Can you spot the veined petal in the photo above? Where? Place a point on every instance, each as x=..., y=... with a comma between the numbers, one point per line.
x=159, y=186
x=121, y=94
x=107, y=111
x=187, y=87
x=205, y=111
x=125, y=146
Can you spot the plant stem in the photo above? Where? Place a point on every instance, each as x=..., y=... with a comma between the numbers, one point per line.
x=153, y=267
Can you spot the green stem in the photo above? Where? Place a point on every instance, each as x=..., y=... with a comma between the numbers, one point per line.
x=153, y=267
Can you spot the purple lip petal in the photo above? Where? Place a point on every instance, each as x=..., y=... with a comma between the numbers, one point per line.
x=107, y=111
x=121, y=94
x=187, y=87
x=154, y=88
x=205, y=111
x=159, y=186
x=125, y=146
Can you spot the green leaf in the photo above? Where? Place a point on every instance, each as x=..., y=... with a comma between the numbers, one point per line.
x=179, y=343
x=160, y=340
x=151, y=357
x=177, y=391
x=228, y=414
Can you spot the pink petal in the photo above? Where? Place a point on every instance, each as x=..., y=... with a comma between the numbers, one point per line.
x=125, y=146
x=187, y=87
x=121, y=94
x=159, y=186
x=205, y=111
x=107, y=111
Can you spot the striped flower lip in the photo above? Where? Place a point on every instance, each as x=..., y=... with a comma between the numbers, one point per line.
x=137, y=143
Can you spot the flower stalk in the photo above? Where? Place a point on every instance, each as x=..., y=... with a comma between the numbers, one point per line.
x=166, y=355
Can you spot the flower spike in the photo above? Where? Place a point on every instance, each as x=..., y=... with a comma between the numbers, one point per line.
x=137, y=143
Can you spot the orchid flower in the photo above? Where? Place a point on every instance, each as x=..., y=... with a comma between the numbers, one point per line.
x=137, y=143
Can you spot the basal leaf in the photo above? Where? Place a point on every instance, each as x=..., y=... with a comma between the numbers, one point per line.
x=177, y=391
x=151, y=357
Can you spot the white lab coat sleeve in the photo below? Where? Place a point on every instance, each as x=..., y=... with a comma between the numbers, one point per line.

•••••

▶ YOUR OBJECTIVE:
Your task is to print all of the records exactly.

▶ SOLUTION TO THE PROBLEM:
Can you spot the veined petal in the photo above? Where? Place a point on every instance, each as x=..., y=... with a comma between the numbers, one point per line.
x=159, y=186
x=121, y=94
x=107, y=111
x=187, y=87
x=205, y=111
x=125, y=146
Can you spot the plant stem in the photo above? Where? Place a point on every instance, each as x=..., y=... with a comma between the numbers, one point per line.
x=153, y=267
Can you spot the green stem in the photo above? Where? Place a point on every instance, each as x=..., y=... with a comma between the numbers, one point per line.
x=153, y=267
Can you spot the purple lip petal in the photo above? Where? Place a point on every instance, each as x=..., y=... with a comma between the numbers, one point per line.
x=107, y=111
x=121, y=94
x=187, y=87
x=154, y=88
x=205, y=111
x=159, y=186
x=125, y=146
Can you spot the green leaf in the photo above? Where? Place a point on every instance, each as x=..., y=... with a comma between the numbers, one point per line.
x=179, y=343
x=160, y=340
x=151, y=357
x=177, y=391
x=228, y=414
Can you spot the pink petal in the photo above? Where? Place a point on every instance, each as x=..., y=... with a comma between the numbers, one point per line.
x=125, y=146
x=187, y=87
x=121, y=94
x=159, y=186
x=205, y=111
x=107, y=111
Can you spot the striped flower lip in the photo above? Where? Place a point on every instance, each as x=..., y=... with a comma between the numbers, one point per line.
x=137, y=143
Can you spot the flower stalk in the photo above? Where? Place a point on every instance, each as x=..., y=... with a comma between the numbers, one point per line.
x=166, y=355
Can you spot the flower spike in the photo above? Where? Place a point on every instance, each as x=..., y=... with a comma between the numbers, one point per line.
x=137, y=143
Can you spot the orchid flower in the photo above? Where? Place a point on every instance, each as x=..., y=... with a comma between the numbers, one point per line.
x=137, y=143
Can you spot the basal leaf in the photo above? Where? Place a point on every instance, each as x=..., y=... with a comma between the numbers, one point per line.
x=177, y=391
x=151, y=357
Can you spot the white lab coat sleeve in the photo below? Where? Place a point on every instance, each as x=..., y=... with a comma between the numbers, one point per line.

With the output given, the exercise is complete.